**Work request:** Whenever a line in the data contains "below", show that line.

**Dataset extract:**
%%

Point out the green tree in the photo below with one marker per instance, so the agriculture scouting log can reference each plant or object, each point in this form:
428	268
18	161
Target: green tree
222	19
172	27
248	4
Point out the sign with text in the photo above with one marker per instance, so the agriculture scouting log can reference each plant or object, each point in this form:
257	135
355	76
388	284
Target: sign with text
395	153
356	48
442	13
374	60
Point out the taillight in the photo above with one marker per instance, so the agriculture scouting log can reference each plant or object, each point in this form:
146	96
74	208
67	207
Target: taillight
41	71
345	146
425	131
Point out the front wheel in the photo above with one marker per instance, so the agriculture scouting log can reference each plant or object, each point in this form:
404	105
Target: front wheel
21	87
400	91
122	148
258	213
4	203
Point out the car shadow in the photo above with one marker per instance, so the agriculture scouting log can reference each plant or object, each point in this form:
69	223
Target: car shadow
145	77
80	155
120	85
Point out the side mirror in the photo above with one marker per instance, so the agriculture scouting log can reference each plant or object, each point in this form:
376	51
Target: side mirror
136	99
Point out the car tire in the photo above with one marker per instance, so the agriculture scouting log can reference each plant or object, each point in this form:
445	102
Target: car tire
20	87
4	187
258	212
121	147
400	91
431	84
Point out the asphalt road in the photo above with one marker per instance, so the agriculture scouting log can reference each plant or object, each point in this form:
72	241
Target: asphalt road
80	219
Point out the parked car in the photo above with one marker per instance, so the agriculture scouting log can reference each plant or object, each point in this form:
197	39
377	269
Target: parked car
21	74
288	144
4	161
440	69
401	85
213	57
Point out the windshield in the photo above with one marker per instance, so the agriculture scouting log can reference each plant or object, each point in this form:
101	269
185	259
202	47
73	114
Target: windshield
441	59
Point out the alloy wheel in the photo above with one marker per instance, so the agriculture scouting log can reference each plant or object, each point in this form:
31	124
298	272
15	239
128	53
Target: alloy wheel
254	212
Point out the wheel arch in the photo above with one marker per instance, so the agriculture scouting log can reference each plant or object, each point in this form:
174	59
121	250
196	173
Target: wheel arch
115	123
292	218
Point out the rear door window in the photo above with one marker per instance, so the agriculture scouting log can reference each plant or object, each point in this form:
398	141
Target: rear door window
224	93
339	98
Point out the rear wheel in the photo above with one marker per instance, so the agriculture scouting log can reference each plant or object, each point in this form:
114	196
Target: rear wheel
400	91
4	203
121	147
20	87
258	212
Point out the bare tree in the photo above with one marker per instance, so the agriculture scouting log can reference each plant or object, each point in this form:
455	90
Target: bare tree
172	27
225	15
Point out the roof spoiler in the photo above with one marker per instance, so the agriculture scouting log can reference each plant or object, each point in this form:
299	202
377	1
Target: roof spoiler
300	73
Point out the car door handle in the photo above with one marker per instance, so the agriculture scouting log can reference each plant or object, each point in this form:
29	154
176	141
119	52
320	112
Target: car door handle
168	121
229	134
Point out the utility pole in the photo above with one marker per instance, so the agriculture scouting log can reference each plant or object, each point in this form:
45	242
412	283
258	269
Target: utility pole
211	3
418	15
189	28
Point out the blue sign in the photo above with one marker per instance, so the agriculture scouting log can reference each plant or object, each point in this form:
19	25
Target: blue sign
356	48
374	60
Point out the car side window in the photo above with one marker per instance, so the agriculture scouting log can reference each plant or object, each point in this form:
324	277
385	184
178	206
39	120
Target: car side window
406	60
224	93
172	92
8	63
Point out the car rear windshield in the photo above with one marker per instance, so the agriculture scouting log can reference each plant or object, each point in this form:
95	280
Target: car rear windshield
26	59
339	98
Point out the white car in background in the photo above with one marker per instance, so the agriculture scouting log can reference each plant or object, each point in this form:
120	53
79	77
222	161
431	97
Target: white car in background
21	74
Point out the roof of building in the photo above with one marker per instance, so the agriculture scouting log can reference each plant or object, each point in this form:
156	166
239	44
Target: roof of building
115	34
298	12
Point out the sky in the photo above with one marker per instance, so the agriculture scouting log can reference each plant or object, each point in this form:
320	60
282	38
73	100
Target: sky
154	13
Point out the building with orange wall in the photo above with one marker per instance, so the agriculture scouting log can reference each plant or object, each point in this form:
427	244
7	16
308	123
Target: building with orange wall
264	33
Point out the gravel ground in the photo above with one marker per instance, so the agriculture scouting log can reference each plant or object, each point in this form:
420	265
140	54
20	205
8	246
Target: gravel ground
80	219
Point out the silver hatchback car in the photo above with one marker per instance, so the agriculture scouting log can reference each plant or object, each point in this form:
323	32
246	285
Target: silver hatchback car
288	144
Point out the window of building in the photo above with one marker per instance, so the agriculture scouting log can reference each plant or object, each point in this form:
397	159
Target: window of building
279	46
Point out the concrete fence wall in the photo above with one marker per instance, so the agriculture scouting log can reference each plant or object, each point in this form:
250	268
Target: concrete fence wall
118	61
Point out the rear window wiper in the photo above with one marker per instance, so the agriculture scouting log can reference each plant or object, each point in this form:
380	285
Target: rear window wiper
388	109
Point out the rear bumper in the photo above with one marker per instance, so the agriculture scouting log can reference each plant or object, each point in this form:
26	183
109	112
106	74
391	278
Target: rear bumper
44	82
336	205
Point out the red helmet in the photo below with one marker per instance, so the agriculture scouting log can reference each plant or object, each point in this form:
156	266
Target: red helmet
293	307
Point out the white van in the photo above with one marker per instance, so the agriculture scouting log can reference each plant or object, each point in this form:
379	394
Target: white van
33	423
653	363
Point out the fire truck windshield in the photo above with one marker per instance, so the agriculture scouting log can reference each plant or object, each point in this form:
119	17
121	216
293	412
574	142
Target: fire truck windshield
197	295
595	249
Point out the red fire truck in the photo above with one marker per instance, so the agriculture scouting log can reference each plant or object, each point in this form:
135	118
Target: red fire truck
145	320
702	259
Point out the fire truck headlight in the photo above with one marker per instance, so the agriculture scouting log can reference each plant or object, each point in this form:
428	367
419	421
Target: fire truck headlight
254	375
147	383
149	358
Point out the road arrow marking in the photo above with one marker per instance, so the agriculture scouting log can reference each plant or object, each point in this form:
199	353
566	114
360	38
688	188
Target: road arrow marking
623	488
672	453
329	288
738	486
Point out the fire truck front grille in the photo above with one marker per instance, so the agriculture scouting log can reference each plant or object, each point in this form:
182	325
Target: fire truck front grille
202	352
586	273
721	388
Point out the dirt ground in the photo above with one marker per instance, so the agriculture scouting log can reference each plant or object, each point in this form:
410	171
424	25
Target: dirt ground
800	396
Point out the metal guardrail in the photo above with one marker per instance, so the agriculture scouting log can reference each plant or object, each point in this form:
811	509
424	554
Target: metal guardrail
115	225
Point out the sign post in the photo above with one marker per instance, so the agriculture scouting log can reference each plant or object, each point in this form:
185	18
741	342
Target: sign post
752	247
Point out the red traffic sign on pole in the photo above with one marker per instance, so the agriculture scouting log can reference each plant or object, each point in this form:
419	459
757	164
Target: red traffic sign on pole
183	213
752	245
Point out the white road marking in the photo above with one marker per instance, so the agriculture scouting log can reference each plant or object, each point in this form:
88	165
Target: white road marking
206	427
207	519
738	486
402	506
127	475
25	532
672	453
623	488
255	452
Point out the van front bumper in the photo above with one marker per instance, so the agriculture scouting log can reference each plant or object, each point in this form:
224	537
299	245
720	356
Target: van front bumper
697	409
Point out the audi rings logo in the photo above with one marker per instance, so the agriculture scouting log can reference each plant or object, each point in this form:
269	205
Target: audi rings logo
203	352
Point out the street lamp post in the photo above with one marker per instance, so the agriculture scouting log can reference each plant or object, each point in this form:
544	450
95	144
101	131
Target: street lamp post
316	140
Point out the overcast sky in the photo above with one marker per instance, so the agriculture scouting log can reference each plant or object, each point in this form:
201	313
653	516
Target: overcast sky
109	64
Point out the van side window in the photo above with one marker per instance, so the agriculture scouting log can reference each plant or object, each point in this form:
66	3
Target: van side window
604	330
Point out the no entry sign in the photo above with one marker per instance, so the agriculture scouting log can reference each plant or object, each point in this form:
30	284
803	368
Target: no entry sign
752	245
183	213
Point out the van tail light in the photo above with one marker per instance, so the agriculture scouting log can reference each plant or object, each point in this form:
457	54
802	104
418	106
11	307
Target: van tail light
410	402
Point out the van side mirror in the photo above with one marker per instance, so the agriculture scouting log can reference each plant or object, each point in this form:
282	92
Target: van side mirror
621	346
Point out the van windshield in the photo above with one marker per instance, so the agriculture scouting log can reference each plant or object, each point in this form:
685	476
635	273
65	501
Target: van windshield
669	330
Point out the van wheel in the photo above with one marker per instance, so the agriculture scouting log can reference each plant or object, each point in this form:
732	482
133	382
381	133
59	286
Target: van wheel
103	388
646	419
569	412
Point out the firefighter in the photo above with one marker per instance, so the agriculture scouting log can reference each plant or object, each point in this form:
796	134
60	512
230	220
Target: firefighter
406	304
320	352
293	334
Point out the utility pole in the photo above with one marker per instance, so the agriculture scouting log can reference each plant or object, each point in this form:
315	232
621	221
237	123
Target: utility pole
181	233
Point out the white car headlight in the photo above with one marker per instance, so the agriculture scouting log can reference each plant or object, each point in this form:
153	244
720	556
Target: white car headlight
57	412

%%

**Expected answer:**
Point out the green tree in the photo below with one marker per instance, so the agriculture scouting log can reference each plant or object, each point in this form:
Point out the red helmet in the photo below with one marker per instance, so the agriculture scouting log can reference each plant or object, each point in this form:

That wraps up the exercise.